[START OF PROVIDED DATA]

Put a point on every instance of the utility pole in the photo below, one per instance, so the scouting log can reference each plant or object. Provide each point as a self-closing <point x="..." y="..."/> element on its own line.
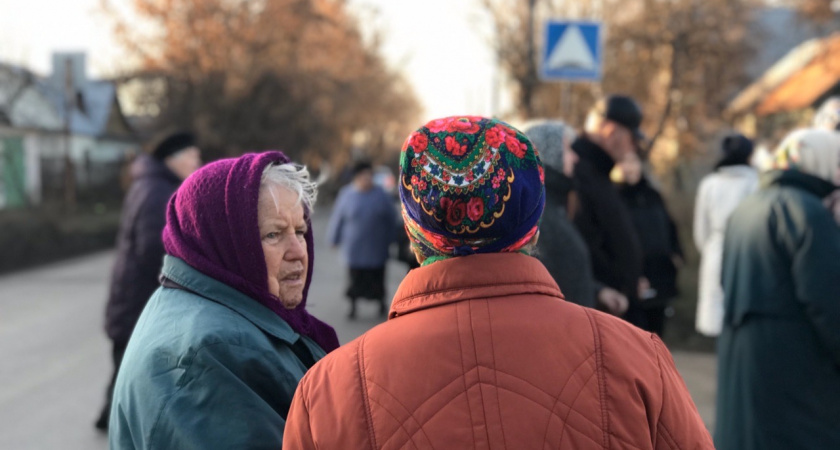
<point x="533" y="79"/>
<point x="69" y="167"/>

[END OF PROVIDED DATA]
[START OF PROVIDED DATA]

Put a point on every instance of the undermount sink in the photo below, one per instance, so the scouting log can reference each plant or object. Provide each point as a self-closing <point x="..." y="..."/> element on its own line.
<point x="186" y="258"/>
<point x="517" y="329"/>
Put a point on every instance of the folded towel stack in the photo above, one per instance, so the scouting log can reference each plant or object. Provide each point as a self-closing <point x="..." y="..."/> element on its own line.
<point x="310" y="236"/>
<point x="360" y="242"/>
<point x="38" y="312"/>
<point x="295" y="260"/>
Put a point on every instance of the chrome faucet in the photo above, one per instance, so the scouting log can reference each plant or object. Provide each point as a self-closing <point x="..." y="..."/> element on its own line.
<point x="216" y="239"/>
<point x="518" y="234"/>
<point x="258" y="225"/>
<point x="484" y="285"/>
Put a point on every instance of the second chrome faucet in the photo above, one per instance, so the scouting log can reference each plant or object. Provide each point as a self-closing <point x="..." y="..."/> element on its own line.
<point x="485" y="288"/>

[END OF PROVIDED DATA]

* WRITTEN PROBLEM *
Find every line in the records above that contains the string "self" and copy each of those lines. Treat the match as case-sensitive.

* SOLUTION TO THE EXERCISE *
Put a point on every instance of the utility pole in the photo below, one per instance, so the scouting log can reference each plant or object. Provide each point as a self-closing <point x="..." y="..."/> element on its own line.
Put a point on every instance of the undermount sink in the photo below, one per instance, so the scouting log can reference each plant or object. Provide each point as a self-closing <point x="..." y="..."/> element on its own line.
Put a point on every instance of the folded towel stack in the photo above, one per instance, so the scouting log can reference each plant or object. Provide each point as a self-closing <point x="..." y="..."/> element on its own line.
Put a point on every instance of the chrome faucet in the photo above, one per instance, so the scouting log can reference each plant or object. Provide each point as a self-closing <point x="..." y="..."/> element on its own line.
Put a point on every instance of the second chrome faucet in the photo above, one per instance, so the scouting log can reference each plant or object. Provide each point as a self-closing <point x="..." y="..."/> element on its own line.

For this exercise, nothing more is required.